◆ **What the task asks**
Scan the data for "building" and copy the lines it appears in.

——————

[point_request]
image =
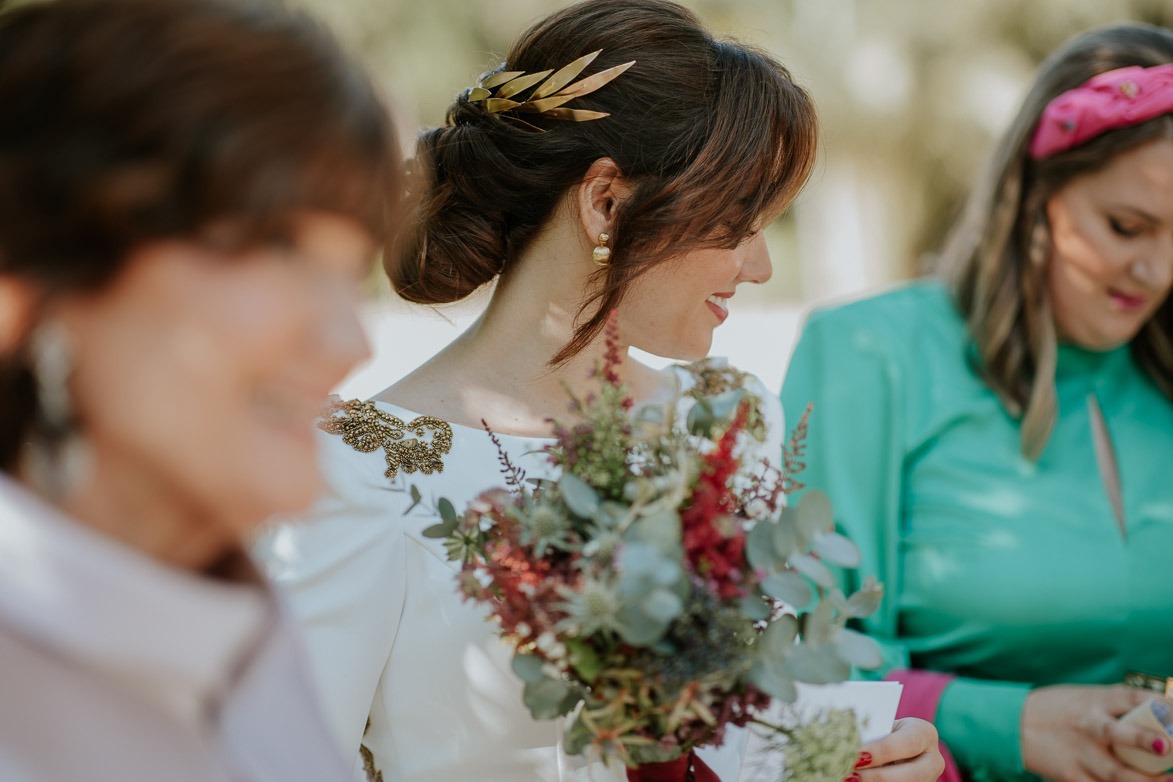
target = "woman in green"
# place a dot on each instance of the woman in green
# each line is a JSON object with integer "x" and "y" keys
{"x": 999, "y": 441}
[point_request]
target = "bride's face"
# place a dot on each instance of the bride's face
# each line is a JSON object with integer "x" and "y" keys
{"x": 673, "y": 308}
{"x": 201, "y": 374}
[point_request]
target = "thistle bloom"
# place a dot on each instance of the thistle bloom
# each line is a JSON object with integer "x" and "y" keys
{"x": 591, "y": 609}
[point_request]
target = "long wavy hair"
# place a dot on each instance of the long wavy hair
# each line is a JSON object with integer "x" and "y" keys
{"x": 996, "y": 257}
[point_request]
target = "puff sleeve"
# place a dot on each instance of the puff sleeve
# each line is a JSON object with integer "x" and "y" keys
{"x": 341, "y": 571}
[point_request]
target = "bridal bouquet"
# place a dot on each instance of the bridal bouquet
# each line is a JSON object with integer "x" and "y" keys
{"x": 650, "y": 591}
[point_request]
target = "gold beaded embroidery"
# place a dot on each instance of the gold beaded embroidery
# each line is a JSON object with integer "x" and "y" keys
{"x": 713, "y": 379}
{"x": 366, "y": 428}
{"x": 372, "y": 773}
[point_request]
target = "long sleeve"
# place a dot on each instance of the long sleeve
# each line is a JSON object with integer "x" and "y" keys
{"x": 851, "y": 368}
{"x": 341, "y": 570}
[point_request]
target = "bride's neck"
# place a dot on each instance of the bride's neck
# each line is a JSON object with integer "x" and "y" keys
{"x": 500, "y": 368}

——————

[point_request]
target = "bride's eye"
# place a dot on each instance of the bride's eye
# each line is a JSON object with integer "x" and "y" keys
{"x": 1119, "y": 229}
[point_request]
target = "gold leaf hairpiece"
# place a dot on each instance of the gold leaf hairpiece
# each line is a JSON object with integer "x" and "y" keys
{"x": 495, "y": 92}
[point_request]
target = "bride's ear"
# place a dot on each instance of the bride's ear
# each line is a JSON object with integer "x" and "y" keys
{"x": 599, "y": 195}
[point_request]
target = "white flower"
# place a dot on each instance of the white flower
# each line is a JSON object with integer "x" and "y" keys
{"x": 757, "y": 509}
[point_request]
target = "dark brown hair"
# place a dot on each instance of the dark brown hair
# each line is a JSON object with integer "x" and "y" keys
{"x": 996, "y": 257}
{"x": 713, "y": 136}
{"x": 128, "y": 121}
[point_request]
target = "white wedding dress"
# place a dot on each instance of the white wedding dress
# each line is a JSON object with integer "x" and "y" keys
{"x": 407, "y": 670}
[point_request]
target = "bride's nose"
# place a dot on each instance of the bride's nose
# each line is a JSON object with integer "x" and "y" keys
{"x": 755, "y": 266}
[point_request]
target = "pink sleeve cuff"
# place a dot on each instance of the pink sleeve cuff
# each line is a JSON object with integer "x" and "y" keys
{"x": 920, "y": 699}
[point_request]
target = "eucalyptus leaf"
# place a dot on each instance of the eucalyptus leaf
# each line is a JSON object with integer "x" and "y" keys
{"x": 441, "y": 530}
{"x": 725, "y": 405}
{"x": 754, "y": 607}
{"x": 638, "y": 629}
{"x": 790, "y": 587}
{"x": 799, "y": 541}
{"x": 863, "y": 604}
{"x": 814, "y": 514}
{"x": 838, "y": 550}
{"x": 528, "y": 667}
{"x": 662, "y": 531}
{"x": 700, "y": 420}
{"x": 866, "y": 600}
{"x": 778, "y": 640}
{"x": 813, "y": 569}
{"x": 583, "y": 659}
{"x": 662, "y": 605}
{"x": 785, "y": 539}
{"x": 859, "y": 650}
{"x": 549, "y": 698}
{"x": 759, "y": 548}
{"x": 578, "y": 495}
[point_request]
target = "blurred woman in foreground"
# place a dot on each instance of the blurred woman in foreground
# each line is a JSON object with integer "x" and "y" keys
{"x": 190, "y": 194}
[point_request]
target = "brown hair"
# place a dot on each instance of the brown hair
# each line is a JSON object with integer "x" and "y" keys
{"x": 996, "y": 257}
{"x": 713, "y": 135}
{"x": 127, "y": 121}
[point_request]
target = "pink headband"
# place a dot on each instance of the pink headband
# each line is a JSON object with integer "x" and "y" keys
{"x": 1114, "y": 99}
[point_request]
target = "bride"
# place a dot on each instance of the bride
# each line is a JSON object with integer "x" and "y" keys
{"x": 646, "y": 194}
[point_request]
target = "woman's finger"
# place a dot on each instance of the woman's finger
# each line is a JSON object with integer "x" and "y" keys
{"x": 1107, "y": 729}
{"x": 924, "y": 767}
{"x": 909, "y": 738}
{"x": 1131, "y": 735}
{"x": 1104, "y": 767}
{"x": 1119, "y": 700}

——————

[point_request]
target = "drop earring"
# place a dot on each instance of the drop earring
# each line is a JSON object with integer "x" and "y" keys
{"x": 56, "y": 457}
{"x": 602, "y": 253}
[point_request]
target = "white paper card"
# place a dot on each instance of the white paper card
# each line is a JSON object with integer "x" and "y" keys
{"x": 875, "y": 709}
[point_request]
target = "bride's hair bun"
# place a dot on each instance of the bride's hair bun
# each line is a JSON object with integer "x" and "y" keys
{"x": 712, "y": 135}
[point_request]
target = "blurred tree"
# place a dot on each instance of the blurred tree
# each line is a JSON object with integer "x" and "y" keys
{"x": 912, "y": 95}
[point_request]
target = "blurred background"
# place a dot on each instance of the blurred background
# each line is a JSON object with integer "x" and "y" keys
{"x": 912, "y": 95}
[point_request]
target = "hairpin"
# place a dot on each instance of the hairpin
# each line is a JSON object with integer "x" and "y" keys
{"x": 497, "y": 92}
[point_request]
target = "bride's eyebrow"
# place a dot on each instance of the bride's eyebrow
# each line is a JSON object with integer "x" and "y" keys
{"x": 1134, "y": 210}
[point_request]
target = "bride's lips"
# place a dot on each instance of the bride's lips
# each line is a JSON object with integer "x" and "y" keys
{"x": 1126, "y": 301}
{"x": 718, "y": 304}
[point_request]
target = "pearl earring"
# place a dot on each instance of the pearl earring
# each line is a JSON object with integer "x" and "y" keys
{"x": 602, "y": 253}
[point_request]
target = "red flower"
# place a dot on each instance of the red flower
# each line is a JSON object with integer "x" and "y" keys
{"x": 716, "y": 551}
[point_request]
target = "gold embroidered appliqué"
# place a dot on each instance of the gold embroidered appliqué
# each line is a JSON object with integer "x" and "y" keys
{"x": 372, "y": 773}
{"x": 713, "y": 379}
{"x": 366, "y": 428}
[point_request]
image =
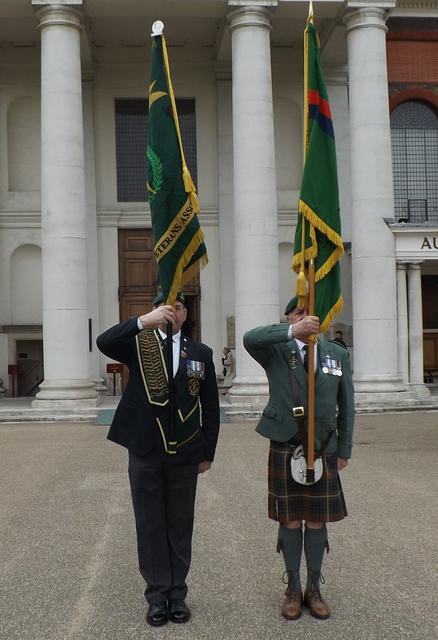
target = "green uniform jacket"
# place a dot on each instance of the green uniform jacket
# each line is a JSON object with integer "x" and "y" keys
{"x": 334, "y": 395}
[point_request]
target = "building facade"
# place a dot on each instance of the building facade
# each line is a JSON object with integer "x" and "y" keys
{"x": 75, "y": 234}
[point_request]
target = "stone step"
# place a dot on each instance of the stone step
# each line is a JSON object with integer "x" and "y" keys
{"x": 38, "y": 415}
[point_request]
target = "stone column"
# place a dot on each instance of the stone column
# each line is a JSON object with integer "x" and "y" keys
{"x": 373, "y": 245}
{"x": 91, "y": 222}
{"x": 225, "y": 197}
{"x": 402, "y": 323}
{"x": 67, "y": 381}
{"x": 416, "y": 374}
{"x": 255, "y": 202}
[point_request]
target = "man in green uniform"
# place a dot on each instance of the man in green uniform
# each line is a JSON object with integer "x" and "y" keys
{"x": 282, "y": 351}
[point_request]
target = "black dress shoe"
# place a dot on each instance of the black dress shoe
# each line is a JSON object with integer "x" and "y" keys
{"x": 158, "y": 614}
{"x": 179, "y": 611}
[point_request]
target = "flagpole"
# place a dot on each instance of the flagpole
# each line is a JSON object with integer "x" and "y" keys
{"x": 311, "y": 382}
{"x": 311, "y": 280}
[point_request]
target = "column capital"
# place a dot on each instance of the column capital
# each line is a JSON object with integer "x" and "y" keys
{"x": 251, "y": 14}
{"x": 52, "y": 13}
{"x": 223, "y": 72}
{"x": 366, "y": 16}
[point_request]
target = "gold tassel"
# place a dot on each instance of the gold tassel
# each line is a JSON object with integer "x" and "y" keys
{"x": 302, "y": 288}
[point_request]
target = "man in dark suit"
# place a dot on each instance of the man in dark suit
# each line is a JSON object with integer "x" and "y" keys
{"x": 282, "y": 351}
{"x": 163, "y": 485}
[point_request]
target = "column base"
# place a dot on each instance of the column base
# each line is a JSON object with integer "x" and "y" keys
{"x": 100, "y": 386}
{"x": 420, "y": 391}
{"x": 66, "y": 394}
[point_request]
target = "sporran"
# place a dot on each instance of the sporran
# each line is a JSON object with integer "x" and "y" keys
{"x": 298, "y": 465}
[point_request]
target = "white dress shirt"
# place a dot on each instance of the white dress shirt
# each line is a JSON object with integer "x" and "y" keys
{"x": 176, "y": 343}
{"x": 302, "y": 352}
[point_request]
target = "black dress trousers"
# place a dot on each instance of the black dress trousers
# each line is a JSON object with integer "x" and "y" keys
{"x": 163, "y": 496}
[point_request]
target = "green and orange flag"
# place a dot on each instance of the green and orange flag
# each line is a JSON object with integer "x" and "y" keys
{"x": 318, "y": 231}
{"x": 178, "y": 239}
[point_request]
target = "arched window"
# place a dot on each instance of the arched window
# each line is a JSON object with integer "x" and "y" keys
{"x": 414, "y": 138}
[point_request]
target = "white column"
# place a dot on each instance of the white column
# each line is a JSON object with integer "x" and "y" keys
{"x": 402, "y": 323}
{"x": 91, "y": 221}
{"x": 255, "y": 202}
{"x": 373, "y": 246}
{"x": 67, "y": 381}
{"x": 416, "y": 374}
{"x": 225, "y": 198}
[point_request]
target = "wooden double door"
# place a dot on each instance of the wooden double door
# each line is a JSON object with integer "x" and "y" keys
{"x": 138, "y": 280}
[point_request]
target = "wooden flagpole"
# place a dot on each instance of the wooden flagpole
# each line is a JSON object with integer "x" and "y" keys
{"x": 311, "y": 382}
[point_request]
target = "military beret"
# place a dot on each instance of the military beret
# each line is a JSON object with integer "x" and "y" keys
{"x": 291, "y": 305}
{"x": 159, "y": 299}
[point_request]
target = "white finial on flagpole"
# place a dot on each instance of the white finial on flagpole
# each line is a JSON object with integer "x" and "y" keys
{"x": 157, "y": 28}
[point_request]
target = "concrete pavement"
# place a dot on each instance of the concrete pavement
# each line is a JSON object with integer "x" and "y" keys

——————

◆ **Completed task**
target = "building facade"
# place a dot on each instance of the building facade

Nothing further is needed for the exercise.